Image location labeling entries:
===============

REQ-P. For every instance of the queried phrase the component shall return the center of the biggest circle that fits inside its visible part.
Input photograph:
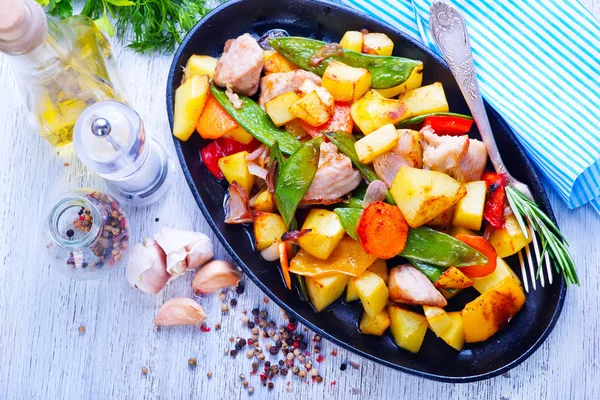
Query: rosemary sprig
(552, 239)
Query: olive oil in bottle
(62, 66)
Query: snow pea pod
(349, 218)
(386, 71)
(295, 178)
(256, 121)
(434, 247)
(345, 143)
(420, 118)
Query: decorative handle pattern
(451, 36)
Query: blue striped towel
(538, 65)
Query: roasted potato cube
(199, 65)
(373, 111)
(501, 272)
(424, 100)
(267, 228)
(415, 79)
(346, 83)
(323, 290)
(488, 313)
(312, 109)
(348, 257)
(275, 62)
(408, 328)
(326, 233)
(379, 267)
(422, 194)
(235, 168)
(373, 292)
(264, 202)
(447, 326)
(278, 108)
(469, 209)
(374, 325)
(352, 40)
(377, 43)
(376, 143)
(190, 98)
(510, 239)
(453, 278)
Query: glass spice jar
(88, 234)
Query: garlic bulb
(216, 275)
(147, 267)
(180, 311)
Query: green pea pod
(345, 143)
(295, 178)
(386, 71)
(256, 121)
(434, 247)
(349, 219)
(432, 272)
(420, 118)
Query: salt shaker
(110, 139)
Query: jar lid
(109, 138)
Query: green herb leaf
(105, 25)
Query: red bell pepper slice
(448, 125)
(484, 247)
(219, 148)
(341, 120)
(495, 199)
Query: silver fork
(451, 36)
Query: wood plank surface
(43, 356)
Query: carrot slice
(285, 264)
(484, 247)
(382, 230)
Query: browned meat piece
(334, 178)
(277, 83)
(237, 207)
(471, 167)
(408, 285)
(240, 65)
(408, 152)
(440, 153)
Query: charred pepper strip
(433, 247)
(386, 71)
(295, 178)
(345, 143)
(420, 118)
(256, 121)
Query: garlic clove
(216, 275)
(180, 311)
(179, 244)
(271, 253)
(146, 268)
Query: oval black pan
(436, 360)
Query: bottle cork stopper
(22, 26)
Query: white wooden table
(43, 356)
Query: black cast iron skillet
(436, 360)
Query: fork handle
(451, 36)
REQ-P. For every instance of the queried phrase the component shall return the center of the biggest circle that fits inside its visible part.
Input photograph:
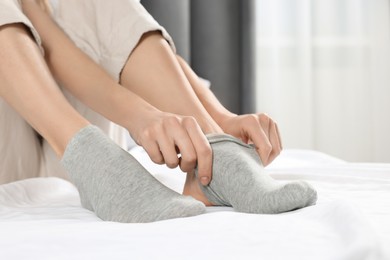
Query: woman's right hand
(164, 136)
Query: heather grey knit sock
(239, 181)
(116, 187)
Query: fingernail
(204, 181)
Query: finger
(153, 150)
(168, 150)
(260, 139)
(279, 136)
(203, 151)
(274, 140)
(186, 148)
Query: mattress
(42, 218)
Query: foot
(239, 181)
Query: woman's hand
(258, 129)
(164, 136)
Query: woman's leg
(29, 88)
(156, 74)
(110, 181)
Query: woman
(117, 60)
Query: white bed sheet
(42, 219)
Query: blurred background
(320, 68)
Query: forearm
(216, 110)
(82, 76)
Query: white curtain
(323, 73)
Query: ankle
(191, 188)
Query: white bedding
(43, 219)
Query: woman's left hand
(258, 129)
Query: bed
(41, 218)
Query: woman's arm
(258, 129)
(158, 132)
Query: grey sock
(239, 181)
(116, 187)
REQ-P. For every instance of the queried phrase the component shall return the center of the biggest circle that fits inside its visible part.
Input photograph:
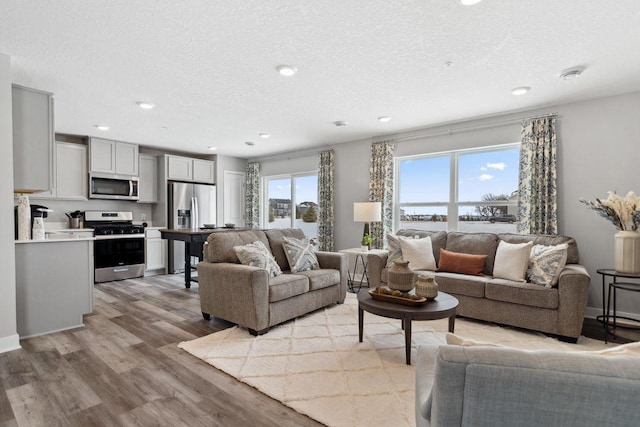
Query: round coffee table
(443, 306)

===============

Leave out the pictures and copy the rest of the material above exactly.

• RIGHT ANSWER:
REQ-P. For every instance of the queried phrase the component shall return the center of the biggest circle that fits inside its visible part.
Input photograph:
Query: rosemary sprig
(552, 239)
Query: olive oil in bottle
(62, 66)
Query: snow pea pod
(349, 218)
(386, 71)
(295, 178)
(256, 121)
(434, 247)
(345, 143)
(420, 118)
Query: decorative handle pattern
(451, 36)
Query: blue striped towel
(538, 65)
Query: roasted potato cube
(199, 65)
(373, 111)
(501, 272)
(424, 100)
(267, 228)
(415, 79)
(346, 83)
(323, 290)
(488, 313)
(312, 109)
(348, 257)
(275, 62)
(408, 328)
(326, 233)
(379, 267)
(422, 194)
(235, 168)
(373, 292)
(264, 202)
(447, 326)
(278, 108)
(469, 209)
(374, 325)
(352, 40)
(377, 43)
(376, 143)
(190, 98)
(510, 239)
(453, 278)
Query: glass spice jar
(88, 234)
Query: garlic bulb
(216, 275)
(147, 267)
(180, 311)
Query: green pea pod
(345, 143)
(295, 178)
(386, 71)
(256, 121)
(434, 247)
(349, 219)
(432, 272)
(420, 118)
Query: salt shaker
(110, 139)
Query: jar lid
(109, 138)
Query: green herb leaf
(105, 25)
Query: red bell pepper slice
(448, 125)
(484, 247)
(219, 148)
(341, 120)
(495, 199)
Query: silver fork
(451, 36)
Query: wood plank surface
(43, 356)
Query: carrot slice
(285, 264)
(484, 247)
(382, 230)
Query: browned meat piece
(334, 178)
(277, 83)
(237, 207)
(471, 167)
(408, 285)
(240, 65)
(408, 152)
(440, 153)
Query: charred pepper strip
(433, 247)
(386, 71)
(295, 178)
(345, 143)
(420, 118)
(256, 121)
Query: garlic clove
(216, 275)
(180, 311)
(179, 244)
(271, 253)
(146, 268)
Query: oval black pan
(436, 360)
Query: bottle cork stopper
(22, 26)
Query: white wooden table
(43, 356)
Query: black cast iron skillet
(436, 360)
Query: fork handle
(451, 36)
REQ-P. For every instance of the queried phrase the component shall return the center of the biggest circle that fits inside its visible part.
Input photograph:
Query: woman's right hand
(164, 136)
Query: heather grey knit sock
(239, 181)
(116, 187)
Query: fingernail
(204, 181)
Query: finger
(153, 150)
(168, 150)
(260, 139)
(279, 136)
(203, 151)
(274, 140)
(186, 148)
Query: mattress
(42, 218)
Query: foot
(239, 181)
Query: woman's hand
(258, 129)
(164, 136)
Query: woman's leg
(29, 88)
(156, 74)
(110, 181)
Query: woman
(117, 60)
Query: white bed sheet
(42, 219)
Query: blurred background
(320, 68)
Query: forearm
(216, 110)
(82, 76)
Query: white curtain
(323, 73)
Query: ankle
(191, 188)
Query: white bedding
(43, 219)
Query: woman's left hand
(258, 129)
Query: bed
(41, 218)
Query: woman's arm
(258, 129)
(158, 132)
Query: grey sock
(239, 181)
(116, 187)
REQ-P. For every instance of the queried phrase the component shall return the center of the biggest circle that fits inside its visible part.
Input photograph:
Query: round coffee table
(443, 306)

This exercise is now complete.